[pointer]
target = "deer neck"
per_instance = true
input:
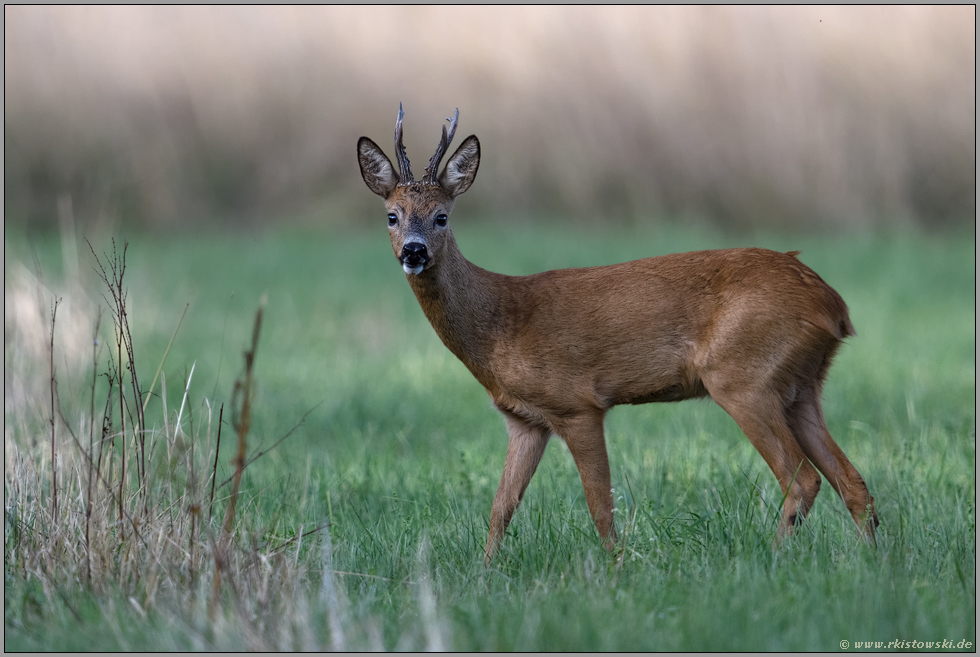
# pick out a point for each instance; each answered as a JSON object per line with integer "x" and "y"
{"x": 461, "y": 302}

----

Copy every item above line for line, leaving out the pictures.

[pointer]
target = "deer neck"
per_instance = true
input:
# pick out a point for each instance; each answered as a JSON object per line with integer "x" and "y"
{"x": 461, "y": 302}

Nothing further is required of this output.